[FRAGMENTO DEL TEXTO]:
---*---

Extraído de Un Vallekano en Rumanía
(http://imbratisare.blogspot.com)
Alexandru Sahia nació en la provincia de Dambovita, en la Rumania de 1908, teniendo una vida breve, muriendo en 1937. Pese a esa muerte prematura (no tenía treinta años), fue considerado como un exponente de la generación de escritores y periodistas de entreguerras comprometidos con la lucha contra el fascismo y a favor de la lucha de la clase trabajadora por su emancipación. No obstante, fue militante del Partido Comunista de Rumania y miembro fundador de la Asociación de Amigos de la Unión Soviética. Igualmente, fue el primer escritor rumano que dejó por escrito su experiencia de su viaje a la URSS en 1934, con motivo de un encuentro de escritores antifascistas celebrado aquel año en Moscú.

---*---

[MATERIAL APORTADO]:
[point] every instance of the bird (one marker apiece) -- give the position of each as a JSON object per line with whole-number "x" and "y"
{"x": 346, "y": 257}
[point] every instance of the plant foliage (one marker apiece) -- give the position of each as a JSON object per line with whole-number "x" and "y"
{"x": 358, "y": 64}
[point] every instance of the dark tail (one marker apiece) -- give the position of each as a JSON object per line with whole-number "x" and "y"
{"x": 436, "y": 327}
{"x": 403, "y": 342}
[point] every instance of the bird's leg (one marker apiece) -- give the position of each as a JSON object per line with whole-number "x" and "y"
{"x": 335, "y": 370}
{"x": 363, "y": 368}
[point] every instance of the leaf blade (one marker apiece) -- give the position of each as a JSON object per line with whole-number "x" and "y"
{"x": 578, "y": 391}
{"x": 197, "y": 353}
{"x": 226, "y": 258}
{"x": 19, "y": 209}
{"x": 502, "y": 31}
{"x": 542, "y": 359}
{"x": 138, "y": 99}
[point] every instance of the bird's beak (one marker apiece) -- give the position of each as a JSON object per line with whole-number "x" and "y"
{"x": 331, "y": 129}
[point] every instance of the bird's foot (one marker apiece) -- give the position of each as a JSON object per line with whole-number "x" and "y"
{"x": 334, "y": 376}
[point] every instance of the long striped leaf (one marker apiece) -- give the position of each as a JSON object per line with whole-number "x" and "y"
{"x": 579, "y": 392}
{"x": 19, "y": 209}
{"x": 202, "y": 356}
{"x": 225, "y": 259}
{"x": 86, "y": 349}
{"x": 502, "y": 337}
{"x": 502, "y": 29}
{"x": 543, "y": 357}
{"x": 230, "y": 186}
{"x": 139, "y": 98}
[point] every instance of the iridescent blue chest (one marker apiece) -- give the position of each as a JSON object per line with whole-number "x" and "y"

---*---

[TAREA PENDIENTE]: Prosigue el fragmento sobre Alexandru Sahia a partir de su última oración. El material no guarda relación con el fragmento sobre Alexandru Sahia.

[RESULTADO FINAL]:
Hábil y decidido en el ejercicio de la función periodística, aunque su producción no fue abundante, obras como Rebelión en el puerto, que traducimos al castellano en esta entrada, La usina viviente o Lluvia de junio, han sido estimadas como ejemplos clásicos de una literatura de inspiración proletaria.
A continuación, compartimos aquí uno de sus textos breves, Rebelion en el Puerto , donde retrata las condiciones miserables de los estibadores rumanos a las puertas de la Segunda Guerra Mundial, condenados a la pobreza más absoluta por el régimen burgueso-latifundista dirigido por el entonces rey Carol II, y obligados a trabajar a destajo en las condiciones inhumanas de los puertos sin apenas derechos. Rebelión el el Puerto se publicó en la Revista Bluze Albastre (Camisas Azules), nr.4, del 31 de julio de 1932.
La historia contada por Sahia nos recuerda, entre otras cosas, lo mucho que les ha costado a los trabajadores a lo largo de la historia conquistarlos y lo rápido que se pueden perder sin organización y sin estar dispuestos a luchar para mantenerlos para sí mismos y para las próximas generaciones.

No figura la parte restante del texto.